▶ [Document]:
_____

More automaton translation

src/ast.h

 // Copyright 2006-2008 the V8 project authors. All rights reserved.
 // Redistribution and use in source and binary forms, with or without
 // modification, are permitted provided that the following conditions are
 // met:
 //
 //     * Redistributions of source code must retain the above copyright
 //       notice, this list of conditions and the following disclaimer.
 //     * Redistributions in binary form must reproduce the above
 //       copyright notice, this list of conditions and the following
 //       disclaimer in the documentation and/or other materials provided
@@ skipping 1186 matching lines @@
   VISIT(Assertion)                                                   \
   VISIT(CharacterClass)                                              \
   VISIT(Atom)                                                        \
   VISIT(Quantifier)                                                  \
   VISIT(Capture)                                                     \
   VISIT(Lookahead)                                                   \
   VISIT(Backreference)                                               \
   VISIT(Empty)
 
 
-class RegExpVisitor;
-template <typename Char> class RegExpNode;
 #define FORWARD_DECLARE(Name) class RegExp##Name;
 FOR_EACH_REG_EXP_NODE_TYPE(FORWARD_DECLARE)
 #undef FORWARD_DECLARE
 
 
 class RegExpTree: public ZoneObject {
  public:
   virtual ~RegExpTree() { }
   virtual void* Accept(RegExpVisitor* visitor, void* data) = 0;
+  virtual RegExpNode* ToNode(RegExpCompiler* compiler,

[Lasse Reichstein, 2008/11/06 16:46:44]

Could this be a Visitor instead?

_____

▶ [Material provided]:
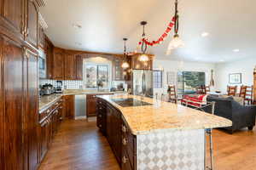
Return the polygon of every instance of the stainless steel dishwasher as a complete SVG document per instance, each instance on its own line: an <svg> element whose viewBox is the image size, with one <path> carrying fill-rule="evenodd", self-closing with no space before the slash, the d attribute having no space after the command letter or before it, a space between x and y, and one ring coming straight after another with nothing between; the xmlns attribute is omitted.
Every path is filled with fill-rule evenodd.
<svg viewBox="0 0 256 170"><path fill-rule="evenodd" d="M86 95L75 95L75 119L86 118Z"/></svg>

_____

In the code review above, who left the comment, and at what date and time?

Lasse Reichstein left the comment on 2008/11/06 at 16:46:44.